WHAT YOU WILL DO
Once you reach the line that contains "of the spotted", retype it and every line after it exactly, ending with the last line of the entries.

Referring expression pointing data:
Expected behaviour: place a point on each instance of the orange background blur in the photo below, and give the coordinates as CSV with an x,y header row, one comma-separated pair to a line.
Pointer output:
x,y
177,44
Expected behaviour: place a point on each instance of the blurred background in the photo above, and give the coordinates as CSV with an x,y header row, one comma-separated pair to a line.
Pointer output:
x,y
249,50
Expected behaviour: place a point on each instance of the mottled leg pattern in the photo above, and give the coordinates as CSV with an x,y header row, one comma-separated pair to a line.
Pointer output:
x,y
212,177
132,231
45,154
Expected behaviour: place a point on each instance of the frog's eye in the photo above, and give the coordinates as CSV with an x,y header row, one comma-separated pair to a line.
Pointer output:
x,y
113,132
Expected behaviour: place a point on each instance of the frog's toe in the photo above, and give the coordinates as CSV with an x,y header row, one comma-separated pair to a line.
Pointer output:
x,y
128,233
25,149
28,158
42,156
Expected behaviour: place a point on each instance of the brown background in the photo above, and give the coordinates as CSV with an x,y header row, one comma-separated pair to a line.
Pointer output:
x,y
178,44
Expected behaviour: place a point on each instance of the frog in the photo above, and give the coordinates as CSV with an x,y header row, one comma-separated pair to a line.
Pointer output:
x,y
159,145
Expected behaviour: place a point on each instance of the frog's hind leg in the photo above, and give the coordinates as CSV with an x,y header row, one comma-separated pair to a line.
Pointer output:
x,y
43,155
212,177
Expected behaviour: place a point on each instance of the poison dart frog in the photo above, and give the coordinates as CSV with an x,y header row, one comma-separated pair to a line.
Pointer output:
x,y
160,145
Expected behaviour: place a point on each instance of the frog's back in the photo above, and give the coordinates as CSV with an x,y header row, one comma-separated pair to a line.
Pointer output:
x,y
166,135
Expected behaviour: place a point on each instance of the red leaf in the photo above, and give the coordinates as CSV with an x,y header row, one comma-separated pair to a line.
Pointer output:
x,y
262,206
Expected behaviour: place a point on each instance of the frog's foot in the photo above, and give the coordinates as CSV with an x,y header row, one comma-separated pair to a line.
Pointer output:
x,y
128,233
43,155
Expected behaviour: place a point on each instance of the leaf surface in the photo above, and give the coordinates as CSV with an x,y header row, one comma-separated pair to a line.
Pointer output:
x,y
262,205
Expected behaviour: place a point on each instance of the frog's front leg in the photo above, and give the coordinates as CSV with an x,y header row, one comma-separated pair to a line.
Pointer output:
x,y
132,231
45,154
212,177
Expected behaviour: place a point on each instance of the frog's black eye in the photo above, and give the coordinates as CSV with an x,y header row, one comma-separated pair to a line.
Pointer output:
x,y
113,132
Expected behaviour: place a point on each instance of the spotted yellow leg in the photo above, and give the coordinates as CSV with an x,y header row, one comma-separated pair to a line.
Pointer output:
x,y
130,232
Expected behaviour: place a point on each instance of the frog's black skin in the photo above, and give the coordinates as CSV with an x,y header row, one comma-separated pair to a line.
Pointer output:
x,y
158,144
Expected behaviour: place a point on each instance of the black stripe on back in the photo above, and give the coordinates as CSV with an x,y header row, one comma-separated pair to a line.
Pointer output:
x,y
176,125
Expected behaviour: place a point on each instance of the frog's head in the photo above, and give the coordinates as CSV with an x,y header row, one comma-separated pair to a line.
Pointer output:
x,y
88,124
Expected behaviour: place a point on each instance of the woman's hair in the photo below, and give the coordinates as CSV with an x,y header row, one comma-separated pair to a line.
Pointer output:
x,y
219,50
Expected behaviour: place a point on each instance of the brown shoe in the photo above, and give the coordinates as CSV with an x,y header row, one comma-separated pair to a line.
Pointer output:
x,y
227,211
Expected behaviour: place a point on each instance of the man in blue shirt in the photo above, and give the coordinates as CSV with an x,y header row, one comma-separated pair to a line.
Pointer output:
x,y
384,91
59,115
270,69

YOUR RESPONSE
Expected behaviour: place a point on each instance of the spotted yellow leg in the photo above, and give the coordinates as CSV with an x,y header row, one comma-separated pair to a line.
Pointer output:
x,y
130,232
Expected behaviour: place a point on each instance of the frog's black skin in the photo above, and give the coordinates as CSV with an x,y header row, one comma-separated pair to a line.
Pointer output:
x,y
158,144
Expected behaviour: place a point on each instance of the black stripe on back in the photo above, and give the coordinates as CSV with an x,y header row, one comma-separated pair to a line.
Pointer output:
x,y
176,125
Expected behaviour: place a point on each instance of the frog's head in the photo above, and give the coordinates as CSV with an x,y header row, one comma-separated pair to a line.
Pointer output:
x,y
88,124
Expected behaviour: place a point on each instance of the woman's hair in the photo below, and give the coordinates as CSV with an x,y header row, one comma-separated pair to a line.
Pointer output:
x,y
219,50
Expected behaviour: place a point on each instance of the brown shoe in the photo above, and give the coordinates as CSV with an x,y header row, one comma-separated pair to a line.
Pointer output:
x,y
227,211
Expected behaviour: place a point on each instance of the man in blue shirt in the photo above, and give the coordinates as CSV with an x,y header row, one comma-separated pair to a line.
Pointer output:
x,y
384,91
59,115
270,69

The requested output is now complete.